◆ **Activity**: Write out each record below exactly, without pictures.

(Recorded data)
────────

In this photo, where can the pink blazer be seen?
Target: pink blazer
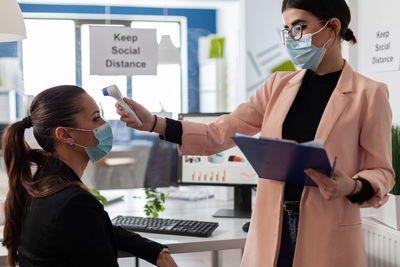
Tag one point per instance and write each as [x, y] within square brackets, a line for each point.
[355, 127]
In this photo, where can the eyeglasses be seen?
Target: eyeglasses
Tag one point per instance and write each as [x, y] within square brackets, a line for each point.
[296, 32]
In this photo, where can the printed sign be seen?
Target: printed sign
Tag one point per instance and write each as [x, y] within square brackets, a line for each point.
[384, 50]
[123, 51]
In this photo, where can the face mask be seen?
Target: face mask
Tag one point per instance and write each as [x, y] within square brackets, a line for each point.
[303, 53]
[103, 133]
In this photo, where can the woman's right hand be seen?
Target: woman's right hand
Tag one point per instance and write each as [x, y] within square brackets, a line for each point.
[145, 116]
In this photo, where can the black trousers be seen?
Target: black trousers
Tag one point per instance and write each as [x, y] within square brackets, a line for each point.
[290, 224]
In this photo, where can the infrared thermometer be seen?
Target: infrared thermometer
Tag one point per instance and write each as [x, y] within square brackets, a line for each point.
[113, 91]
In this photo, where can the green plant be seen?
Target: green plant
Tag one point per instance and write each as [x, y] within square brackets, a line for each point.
[396, 158]
[97, 194]
[154, 202]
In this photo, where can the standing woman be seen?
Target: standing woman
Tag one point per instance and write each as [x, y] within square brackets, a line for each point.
[294, 225]
[51, 217]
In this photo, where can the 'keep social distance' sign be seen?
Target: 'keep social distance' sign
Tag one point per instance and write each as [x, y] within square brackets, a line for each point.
[123, 51]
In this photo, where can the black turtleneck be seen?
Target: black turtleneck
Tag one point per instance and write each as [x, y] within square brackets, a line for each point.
[300, 124]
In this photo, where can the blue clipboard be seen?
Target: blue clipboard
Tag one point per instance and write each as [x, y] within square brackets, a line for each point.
[283, 161]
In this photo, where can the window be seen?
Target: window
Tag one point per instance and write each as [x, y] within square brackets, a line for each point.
[57, 52]
[161, 91]
[48, 55]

────────

◆ **Reply**:
In this photo, where can the pink blazer be seen?
Target: pink blazer
Tag one point per instance and write each as [x, y] within square brackets, a line for each point.
[355, 127]
In this photo, where can the eyeglasses be seen?
Target: eyeglasses
Tag one point per instance and write each as [x, y] within square brackets, a line for each point.
[296, 32]
In this photo, where can the printed sign be seen?
Target: printed sign
Tag one point per instance and write each as [x, y] within square brackets, a line for each point.
[384, 50]
[123, 51]
In this photo, where can the face mask be seen?
Target: face mask
Tag one point per instance and write each as [x, y] within square brackets, a line for each point.
[303, 53]
[103, 133]
In this photo, where can the woman's right hand be seen?
Target: woman's right hand
Tag one point per instance and write each as [x, y] within square brackets, a line for each point.
[145, 116]
In this photo, where can the black trousers be seen?
Target: black trousers
Tag one point per instance and write each as [x, y] within square brackets, a line for each point.
[290, 224]
In this photo, where can the infrared thermometer be seen?
Target: infrared thermometer
Tag one point per instance and write each as [x, y] within square brackets, a line for each point.
[113, 91]
In this photo, where can the green plant be seen?
Target: green plant
Tag one point per instance and write each as [x, y] within square brackets, a line for each point.
[396, 158]
[97, 194]
[154, 202]
In this photo, where can the standing woman be seen?
Target: standing woman
Tag one point per instance and write each as [x, y] within square brackets, a line for each point.
[294, 225]
[51, 217]
In this photo, where can the 'keep social distance' sign be seen?
Target: 'keep social distance' sign
Tag one point per instance and write each as [x, y] within square brackets, a line for each point.
[123, 51]
In this photo, where can the black turtleneck be seen?
Target: black turtleneck
Tag one point per instance and write each as [x, y] within square brackets, a line for each point.
[300, 124]
In this photo, where can the blue clipboard be seen?
Target: blue clipboard
Tag one point per instance and write each as [x, y] within square brackets, a line for each point.
[283, 161]
In this photo, where can the window be seen?
Target: window
Tag one point per instance and write each as [x, y] within square brackets, a line for each point.
[57, 52]
[161, 91]
[48, 55]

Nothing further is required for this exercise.